* ACTION ITEM
Transcribe the lines below exactly, beginning with the line that holds "point_to marks one point per instance of the stone staircase" and ending with the final line, both included. Pictures are to be left out.

* SUPPLIED RECORDS

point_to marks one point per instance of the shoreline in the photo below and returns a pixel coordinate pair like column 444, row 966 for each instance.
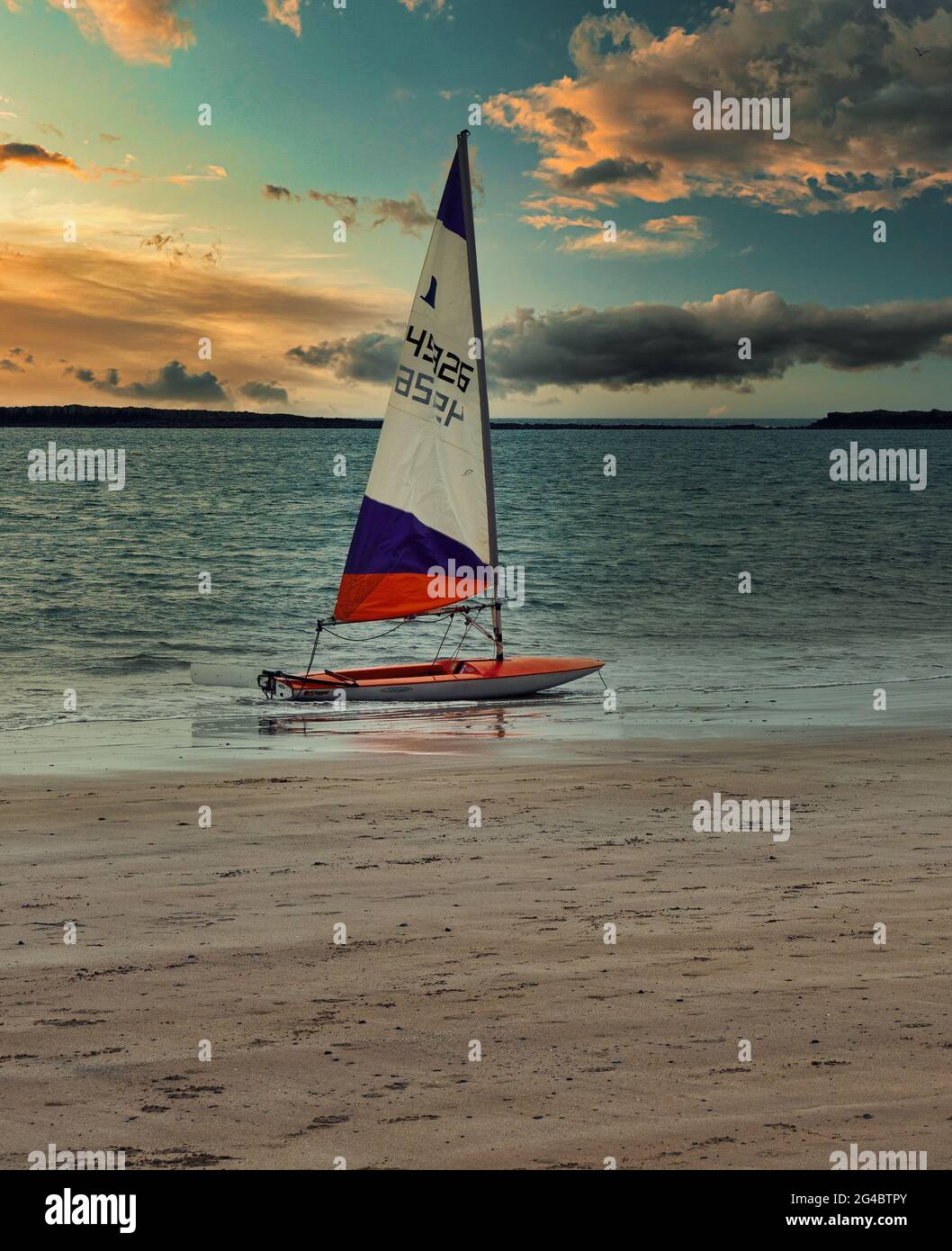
column 542, row 727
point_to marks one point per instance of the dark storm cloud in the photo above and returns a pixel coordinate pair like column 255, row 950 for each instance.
column 278, row 193
column 410, row 215
column 364, row 358
column 612, row 169
column 570, row 125
column 265, row 393
column 172, row 382
column 32, row 154
column 652, row 344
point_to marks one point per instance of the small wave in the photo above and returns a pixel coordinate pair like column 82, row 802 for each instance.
column 143, row 662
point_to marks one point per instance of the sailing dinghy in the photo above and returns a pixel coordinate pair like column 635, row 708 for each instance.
column 426, row 536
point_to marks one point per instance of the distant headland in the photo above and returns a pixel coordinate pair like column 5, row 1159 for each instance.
column 884, row 418
column 90, row 416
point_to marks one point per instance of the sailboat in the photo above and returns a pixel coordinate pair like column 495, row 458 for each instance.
column 426, row 538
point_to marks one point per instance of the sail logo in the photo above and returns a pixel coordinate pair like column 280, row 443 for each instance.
column 69, row 1209
column 900, row 1161
column 750, row 112
column 506, row 582
column 67, row 1160
column 722, row 815
column 880, row 464
column 83, row 464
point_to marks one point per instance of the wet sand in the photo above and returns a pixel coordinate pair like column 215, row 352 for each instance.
column 493, row 933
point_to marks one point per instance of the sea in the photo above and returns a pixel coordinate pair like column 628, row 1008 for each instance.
column 633, row 544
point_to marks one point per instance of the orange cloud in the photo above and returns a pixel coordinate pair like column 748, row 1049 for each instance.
column 868, row 116
column 285, row 13
column 130, row 310
column 34, row 156
column 138, row 31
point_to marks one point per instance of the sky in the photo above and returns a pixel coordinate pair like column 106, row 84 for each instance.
column 130, row 234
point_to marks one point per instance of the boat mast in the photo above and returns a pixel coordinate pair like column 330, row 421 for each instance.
column 463, row 153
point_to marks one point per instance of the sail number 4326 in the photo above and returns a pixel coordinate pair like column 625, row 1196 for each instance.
column 419, row 387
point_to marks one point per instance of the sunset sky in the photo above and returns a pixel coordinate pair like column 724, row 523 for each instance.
column 323, row 114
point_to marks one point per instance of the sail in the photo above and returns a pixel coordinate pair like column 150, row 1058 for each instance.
column 426, row 504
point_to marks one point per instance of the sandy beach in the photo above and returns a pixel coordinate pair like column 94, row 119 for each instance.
column 455, row 933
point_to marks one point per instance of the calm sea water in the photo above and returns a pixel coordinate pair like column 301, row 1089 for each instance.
column 851, row 583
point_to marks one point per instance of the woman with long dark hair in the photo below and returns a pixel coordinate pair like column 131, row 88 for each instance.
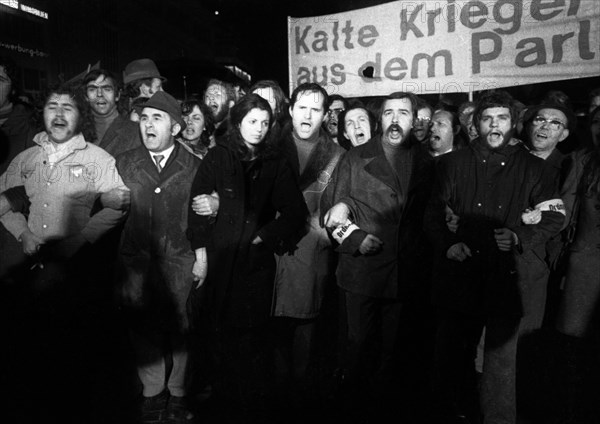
column 261, row 212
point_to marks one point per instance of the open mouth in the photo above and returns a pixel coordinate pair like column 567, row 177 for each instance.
column 57, row 123
column 395, row 130
column 360, row 137
column 494, row 135
column 305, row 126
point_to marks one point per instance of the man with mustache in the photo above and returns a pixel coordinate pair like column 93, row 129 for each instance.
column 155, row 257
column 337, row 104
column 444, row 132
column 303, row 274
column 374, row 208
column 219, row 97
column 62, row 175
column 482, row 269
column 115, row 133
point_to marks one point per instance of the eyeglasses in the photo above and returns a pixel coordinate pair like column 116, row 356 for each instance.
column 108, row 89
column 552, row 123
column 334, row 112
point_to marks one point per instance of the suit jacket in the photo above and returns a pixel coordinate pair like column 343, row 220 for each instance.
column 490, row 190
column 303, row 274
column 154, row 255
column 366, row 182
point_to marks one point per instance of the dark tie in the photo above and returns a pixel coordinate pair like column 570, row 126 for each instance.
column 158, row 159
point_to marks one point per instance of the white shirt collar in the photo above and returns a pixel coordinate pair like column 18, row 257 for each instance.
column 166, row 153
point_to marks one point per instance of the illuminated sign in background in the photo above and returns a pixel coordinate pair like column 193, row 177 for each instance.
column 28, row 9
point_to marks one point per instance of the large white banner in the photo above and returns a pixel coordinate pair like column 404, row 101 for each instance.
column 445, row 46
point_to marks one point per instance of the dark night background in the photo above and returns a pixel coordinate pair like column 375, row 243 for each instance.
column 187, row 39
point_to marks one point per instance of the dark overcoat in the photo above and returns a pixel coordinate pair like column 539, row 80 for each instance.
column 489, row 190
column 366, row 182
column 122, row 135
column 154, row 255
column 240, row 275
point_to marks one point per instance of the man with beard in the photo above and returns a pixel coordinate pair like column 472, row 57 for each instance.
column 302, row 275
column 420, row 130
column 114, row 133
column 219, row 97
column 480, row 269
column 337, row 104
column 62, row 176
column 374, row 208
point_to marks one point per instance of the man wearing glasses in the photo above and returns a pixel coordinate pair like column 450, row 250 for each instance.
column 115, row 133
column 549, row 125
column 337, row 104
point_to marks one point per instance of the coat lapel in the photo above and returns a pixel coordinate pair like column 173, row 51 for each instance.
column 377, row 165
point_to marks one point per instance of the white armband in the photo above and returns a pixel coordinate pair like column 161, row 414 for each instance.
column 342, row 232
column 553, row 205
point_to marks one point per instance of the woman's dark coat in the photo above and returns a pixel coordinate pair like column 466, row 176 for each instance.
column 240, row 274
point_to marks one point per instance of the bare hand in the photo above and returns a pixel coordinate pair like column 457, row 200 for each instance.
column 458, row 252
column 31, row 243
column 451, row 220
column 206, row 204
column 370, row 245
column 117, row 198
column 200, row 267
column 337, row 215
column 505, row 239
column 531, row 216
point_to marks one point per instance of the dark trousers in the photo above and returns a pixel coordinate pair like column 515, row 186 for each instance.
column 456, row 342
column 368, row 319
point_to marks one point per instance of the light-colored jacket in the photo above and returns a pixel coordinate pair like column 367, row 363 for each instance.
column 62, row 188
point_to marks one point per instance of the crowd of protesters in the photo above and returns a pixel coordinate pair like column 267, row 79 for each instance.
column 221, row 228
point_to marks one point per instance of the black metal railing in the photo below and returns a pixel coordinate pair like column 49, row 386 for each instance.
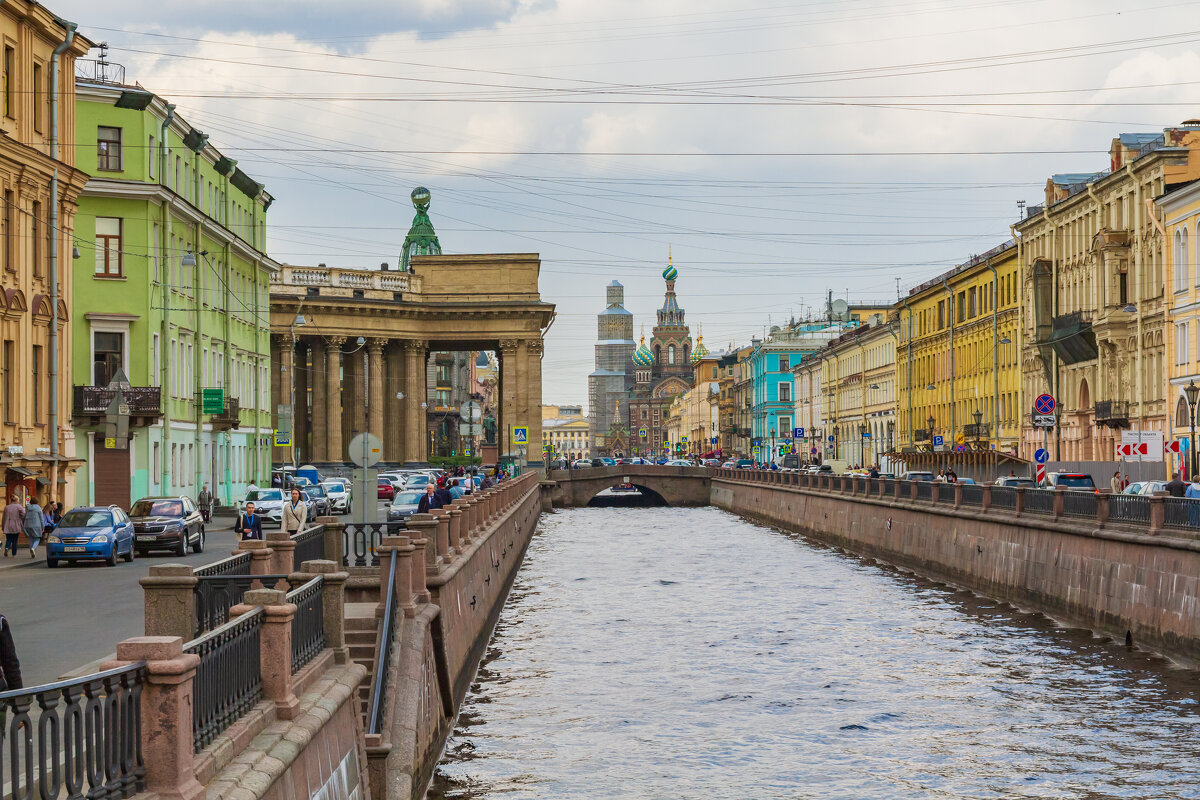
column 360, row 542
column 1129, row 507
column 1079, row 504
column 1003, row 497
column 237, row 564
column 309, row 624
column 73, row 739
column 216, row 594
column 310, row 545
column 1039, row 500
column 382, row 667
column 229, row 679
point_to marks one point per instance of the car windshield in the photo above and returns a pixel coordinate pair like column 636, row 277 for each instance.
column 1075, row 481
column 87, row 519
column 157, row 509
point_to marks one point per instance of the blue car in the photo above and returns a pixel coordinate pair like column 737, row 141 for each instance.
column 90, row 534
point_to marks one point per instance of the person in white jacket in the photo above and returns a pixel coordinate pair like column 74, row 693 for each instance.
column 295, row 513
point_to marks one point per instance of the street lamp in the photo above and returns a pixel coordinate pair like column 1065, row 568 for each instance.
column 1193, row 392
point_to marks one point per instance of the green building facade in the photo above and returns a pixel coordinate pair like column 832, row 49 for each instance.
column 171, row 290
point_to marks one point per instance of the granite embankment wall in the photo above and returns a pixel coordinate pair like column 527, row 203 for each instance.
column 1127, row 583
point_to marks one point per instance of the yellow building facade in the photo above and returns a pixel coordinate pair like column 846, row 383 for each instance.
column 1092, row 269
column 36, row 238
column 958, row 350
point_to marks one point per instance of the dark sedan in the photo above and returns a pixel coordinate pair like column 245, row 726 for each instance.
column 167, row 524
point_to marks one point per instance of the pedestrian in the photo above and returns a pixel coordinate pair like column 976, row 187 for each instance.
column 10, row 666
column 205, row 503
column 34, row 525
column 295, row 513
column 13, row 519
column 429, row 500
column 249, row 523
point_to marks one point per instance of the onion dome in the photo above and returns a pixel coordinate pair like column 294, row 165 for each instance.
column 642, row 356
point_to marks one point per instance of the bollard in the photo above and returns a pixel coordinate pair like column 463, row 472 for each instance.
column 166, row 713
column 171, row 601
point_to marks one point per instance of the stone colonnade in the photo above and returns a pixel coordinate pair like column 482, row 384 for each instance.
column 337, row 390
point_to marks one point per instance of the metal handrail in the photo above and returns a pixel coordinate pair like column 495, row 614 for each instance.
column 379, row 680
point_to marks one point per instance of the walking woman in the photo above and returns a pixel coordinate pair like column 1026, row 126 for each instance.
column 295, row 513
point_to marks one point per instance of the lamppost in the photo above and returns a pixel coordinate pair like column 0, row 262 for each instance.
column 1193, row 392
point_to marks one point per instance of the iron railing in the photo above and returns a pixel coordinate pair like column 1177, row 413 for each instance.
column 229, row 679
column 309, row 624
column 73, row 739
column 310, row 545
column 379, row 680
column 1129, row 507
column 216, row 594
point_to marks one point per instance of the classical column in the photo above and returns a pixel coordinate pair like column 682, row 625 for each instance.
column 394, row 408
column 414, row 395
column 510, row 383
column 334, row 450
column 375, row 386
column 318, row 422
column 532, row 394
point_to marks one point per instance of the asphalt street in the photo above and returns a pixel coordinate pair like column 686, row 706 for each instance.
column 72, row 615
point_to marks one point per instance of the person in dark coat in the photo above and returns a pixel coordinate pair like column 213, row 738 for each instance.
column 10, row 667
column 429, row 500
column 250, row 524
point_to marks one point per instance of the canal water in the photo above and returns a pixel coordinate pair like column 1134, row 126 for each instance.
column 687, row 653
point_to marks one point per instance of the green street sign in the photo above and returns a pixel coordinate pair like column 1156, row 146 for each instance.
column 211, row 401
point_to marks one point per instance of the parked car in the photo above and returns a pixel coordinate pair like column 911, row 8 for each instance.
column 387, row 491
column 339, row 495
column 268, row 504
column 317, row 500
column 403, row 505
column 1071, row 480
column 168, row 523
column 91, row 533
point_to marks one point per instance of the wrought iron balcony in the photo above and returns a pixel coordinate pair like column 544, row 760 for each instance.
column 1115, row 414
column 142, row 403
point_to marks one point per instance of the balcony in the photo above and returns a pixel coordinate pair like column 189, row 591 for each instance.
column 142, row 403
column 1114, row 414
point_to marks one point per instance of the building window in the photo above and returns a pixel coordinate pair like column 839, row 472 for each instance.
column 108, row 247
column 108, row 149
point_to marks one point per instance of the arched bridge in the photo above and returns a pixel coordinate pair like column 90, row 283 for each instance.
column 678, row 486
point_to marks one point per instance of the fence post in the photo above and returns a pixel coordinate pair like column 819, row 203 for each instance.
column 1102, row 506
column 333, row 603
column 335, row 534
column 171, row 601
column 166, row 713
column 283, row 552
column 275, row 647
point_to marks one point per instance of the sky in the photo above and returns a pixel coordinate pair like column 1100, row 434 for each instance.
column 779, row 150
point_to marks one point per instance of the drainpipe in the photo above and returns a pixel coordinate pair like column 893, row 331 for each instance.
column 165, row 284
column 54, row 253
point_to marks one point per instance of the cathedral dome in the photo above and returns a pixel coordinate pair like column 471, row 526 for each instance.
column 643, row 358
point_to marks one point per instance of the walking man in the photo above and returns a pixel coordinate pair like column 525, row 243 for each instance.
column 13, row 518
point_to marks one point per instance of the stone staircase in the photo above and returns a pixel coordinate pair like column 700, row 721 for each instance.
column 361, row 639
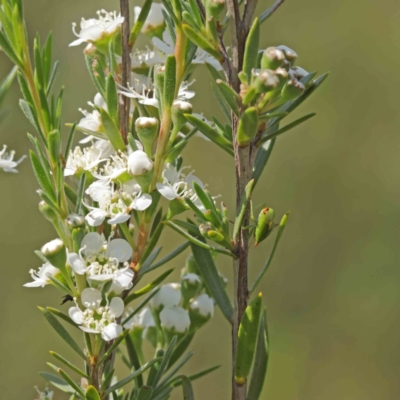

* SOLUTION FOR THIS PROBLEM
point_to marks one point per instance of the stone staircase in the photo above and returns a pixel coordinate pair like column 700, row 721 for each instance.
column 361, row 639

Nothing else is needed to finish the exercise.